* Source passage:
'''

Fortune Earns Top Furniture Prize
Canadian studio furniture maker wins Award of Distinction from The Furniture Society for his body of work and contributions to the craft
Michael Fortune will receive one of furniture-making’s highest honors later this year when the Furniture Society recognizes him for a career that began, he says, with a wrong turn.
Fortune, who will receive the society’s Award of Distinction in June, was studying graphic arts in Toronto in the mid 1970s when one day a professor asked him to deliver a package to a colleague on an unfamiliar campus.
“I pulled into the wrong parking lot,” he recalls “and stumbled into the wrong building, and found myself in a brand-new woodworking shop.”
Amazed, Fortune blurted out, “What do you do here?” The instructor’s reply took an entire afternoon and persuaded Fortune to join the school’s fledgling furniture-design program. That led to study abroad and, in turn, to nearly three decades of designing and making smart, elegant studio furniture.
More about this Artist
For a complete list of articles and gallery items by Michael Fortune, visit his profile page on FineWoodworking.com.
Fortune, a frequent contributor to Fine Woodworking, said his pieces are contemporary but open to historical influences. His Number One Chair (photo above), a signature piece, includes elements of work by Frank Lloyd Wright, Hans Wegner and Charles Rennie Mackintosh, among others, he says.
As a designer, he said he is equally concerned with creating pieces that can be built efficiently. Fortune first designed the Number One chair in 1979 and has since made more than 300 of them using a set of 38 separate workshop jigs. He has also developed a step-by-step manual for building the piece.
That marriage of individual design and production-oriented methods is a hallmark of Fortune’s work, said Miguel Gomez-Ibanez, chairman of the Furniture Society’s award selection committee.
“Michael is all about taking what is difficult and trying to make it simple and make it accessible,” Gomez-Ibanez said. He added that Fortune was also being recognized for his contributions to furniture-making in other countries, where he has served as a consultant to governments seeking to foster their furniture industries.

'''

* Requests:
(A) Rewrite the records as a numbered list, starting at the line containing "Please annotate this frame for all instances of chrome bumper." and ending at the line containing "[0, 134, 640, 479]", and leave out any blank lines.
(B) Extend the article on Michael Fortune's award, beginning right after its final sentence.
The article on Michael Fortune's award and the records have no connection to each other.

Saved entries
'''

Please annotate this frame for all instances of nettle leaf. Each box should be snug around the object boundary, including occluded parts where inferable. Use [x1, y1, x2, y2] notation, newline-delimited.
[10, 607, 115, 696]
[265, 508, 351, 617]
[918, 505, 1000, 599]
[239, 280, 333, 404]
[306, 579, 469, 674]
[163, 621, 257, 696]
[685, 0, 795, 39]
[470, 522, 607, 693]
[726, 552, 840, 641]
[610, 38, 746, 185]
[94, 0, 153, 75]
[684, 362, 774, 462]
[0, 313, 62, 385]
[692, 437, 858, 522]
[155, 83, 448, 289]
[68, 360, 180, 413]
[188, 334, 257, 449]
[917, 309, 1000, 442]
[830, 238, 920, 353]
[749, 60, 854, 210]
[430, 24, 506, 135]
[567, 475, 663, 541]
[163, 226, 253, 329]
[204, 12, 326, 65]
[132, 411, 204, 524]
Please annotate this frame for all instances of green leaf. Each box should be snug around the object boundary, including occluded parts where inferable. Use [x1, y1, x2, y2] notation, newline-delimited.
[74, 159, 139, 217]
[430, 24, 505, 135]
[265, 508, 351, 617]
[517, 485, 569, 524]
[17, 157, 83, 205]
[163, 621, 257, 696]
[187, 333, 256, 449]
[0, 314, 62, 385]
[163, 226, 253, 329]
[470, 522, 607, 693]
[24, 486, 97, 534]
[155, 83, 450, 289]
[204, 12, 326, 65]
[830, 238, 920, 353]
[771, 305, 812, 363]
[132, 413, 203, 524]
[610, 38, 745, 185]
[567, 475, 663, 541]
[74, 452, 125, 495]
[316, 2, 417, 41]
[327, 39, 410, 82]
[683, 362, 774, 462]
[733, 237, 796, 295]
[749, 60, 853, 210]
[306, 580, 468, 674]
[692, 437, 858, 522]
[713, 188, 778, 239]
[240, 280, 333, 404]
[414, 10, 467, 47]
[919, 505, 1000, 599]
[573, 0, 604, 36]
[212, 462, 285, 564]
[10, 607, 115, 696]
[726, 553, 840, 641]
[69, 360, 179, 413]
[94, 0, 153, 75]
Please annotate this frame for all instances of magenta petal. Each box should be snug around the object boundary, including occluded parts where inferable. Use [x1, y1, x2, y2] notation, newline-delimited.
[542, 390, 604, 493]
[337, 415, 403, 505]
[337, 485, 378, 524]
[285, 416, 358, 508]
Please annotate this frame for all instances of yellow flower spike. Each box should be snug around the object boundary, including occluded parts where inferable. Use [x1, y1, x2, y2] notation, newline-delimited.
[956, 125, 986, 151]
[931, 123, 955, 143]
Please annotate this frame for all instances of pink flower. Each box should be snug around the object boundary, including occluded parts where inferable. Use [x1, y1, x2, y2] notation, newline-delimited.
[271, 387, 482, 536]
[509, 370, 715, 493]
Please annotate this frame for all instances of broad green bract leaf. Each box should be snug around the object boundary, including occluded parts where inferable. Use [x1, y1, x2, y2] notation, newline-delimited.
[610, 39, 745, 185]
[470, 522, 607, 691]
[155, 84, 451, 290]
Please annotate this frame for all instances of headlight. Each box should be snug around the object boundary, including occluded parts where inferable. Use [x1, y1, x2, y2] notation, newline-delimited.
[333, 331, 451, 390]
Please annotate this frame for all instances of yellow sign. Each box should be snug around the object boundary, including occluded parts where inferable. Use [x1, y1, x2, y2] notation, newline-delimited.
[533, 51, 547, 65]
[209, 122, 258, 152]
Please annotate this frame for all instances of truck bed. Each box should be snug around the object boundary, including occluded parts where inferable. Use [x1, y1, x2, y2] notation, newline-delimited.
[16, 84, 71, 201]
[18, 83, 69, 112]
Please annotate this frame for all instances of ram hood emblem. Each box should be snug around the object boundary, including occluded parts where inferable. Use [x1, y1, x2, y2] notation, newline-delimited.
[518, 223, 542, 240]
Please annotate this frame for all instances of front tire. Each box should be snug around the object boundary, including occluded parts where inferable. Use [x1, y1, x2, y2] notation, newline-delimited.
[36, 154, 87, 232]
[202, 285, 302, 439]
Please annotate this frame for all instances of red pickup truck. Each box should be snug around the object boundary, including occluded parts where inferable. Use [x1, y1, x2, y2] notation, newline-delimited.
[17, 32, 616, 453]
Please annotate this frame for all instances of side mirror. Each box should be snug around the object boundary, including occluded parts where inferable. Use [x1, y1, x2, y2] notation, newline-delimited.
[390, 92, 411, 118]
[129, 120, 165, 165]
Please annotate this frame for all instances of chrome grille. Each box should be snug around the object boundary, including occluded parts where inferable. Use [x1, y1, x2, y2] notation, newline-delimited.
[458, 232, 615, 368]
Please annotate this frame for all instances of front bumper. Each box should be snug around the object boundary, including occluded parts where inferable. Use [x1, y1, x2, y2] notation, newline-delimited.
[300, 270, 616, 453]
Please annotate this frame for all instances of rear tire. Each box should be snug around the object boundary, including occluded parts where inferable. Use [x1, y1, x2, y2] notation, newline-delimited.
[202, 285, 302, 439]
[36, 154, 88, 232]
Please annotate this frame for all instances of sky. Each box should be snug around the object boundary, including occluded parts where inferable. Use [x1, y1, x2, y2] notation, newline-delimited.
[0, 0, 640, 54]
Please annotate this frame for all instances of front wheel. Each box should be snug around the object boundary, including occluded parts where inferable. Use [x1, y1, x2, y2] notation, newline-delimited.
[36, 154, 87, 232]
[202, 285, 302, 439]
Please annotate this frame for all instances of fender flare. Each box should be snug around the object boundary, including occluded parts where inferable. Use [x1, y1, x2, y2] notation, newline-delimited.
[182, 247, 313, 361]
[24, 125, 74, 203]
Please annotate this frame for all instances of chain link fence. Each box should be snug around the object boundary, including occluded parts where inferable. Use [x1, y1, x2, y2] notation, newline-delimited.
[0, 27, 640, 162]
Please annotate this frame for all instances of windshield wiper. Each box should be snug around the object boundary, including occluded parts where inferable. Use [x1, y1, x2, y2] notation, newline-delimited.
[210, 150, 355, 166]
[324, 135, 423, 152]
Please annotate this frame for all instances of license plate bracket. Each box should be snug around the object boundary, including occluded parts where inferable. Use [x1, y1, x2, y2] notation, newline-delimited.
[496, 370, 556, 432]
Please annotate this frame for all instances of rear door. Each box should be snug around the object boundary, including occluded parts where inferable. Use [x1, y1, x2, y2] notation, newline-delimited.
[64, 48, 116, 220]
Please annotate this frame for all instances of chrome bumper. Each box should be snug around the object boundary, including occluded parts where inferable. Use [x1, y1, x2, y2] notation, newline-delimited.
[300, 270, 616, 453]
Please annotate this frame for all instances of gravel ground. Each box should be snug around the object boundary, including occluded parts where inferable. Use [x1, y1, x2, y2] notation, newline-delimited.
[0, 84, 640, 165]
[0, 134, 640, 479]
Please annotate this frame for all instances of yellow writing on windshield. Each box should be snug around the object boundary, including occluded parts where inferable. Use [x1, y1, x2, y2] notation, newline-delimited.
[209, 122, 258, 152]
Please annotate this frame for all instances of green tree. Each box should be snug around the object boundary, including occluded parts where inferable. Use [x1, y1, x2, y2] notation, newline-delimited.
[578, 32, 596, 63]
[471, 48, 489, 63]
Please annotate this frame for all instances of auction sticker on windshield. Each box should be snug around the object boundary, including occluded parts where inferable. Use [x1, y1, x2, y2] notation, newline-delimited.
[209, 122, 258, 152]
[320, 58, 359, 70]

'''

* Task-by-task results:
(A)
1. Please annotate this frame for all instances of chrome bumper. Each box should be snug around the object boundary, including occluded parts where inferable. Use [x1, y1, x2, y2] notation, newline-delimited.
2. [300, 270, 616, 453]
3. Please annotate this frame for all instances of gravel ground. Each box should be snug around the object boundary, including occluded parts where inferable. Use [x1, y1, x2, y2] notation, newline-delimited.
4. [0, 84, 640, 165]
5. [0, 134, 640, 479]

(B)
“Michael has started small-scale furniture production projects in Central America and promoted the fabrication and export of furniture in areas that have traditionally only exported their raw lumber,” Gomez-Ibanez said. “For over 20 years he has worked to transfer the creativity and design talents of studio furniture makers to industrial applications.”
He also teaches occasionally and, each year, employs an intern or two in his shop. Fortune said he does so because he wants to help young furniture makers gain the practical skills of planning and efficiently combining machine and hand skills, experience that he gained early in his career because established furniture-makers allowed him to train in their shops.
“In addition to creating a wonderful body of work with his own designs, at every step of his career he has been helpful to – and aware of promoting – the field as a whole,” Gomez-Ibanez said.
In 1993, Fortune became the first woodworker ever to receive the prestigious Prix Saidye Bronfman, Canada’s highest award in the crafts. He recently completed a commission for Canada’s governor general for a dining table and eight chairs. His work is also featured in permanant collections including the Museum of Civilization in Ottawa and the Royal Ontario Museum.
Reflecting on his career, Fortune chuckles at how differently things could have turned out. “If I’d gone in the right door,” he says. “I might have wound up in, God forbid, ceramics.”
Steve Scott is an associate editor at Fine Woodworking magazine.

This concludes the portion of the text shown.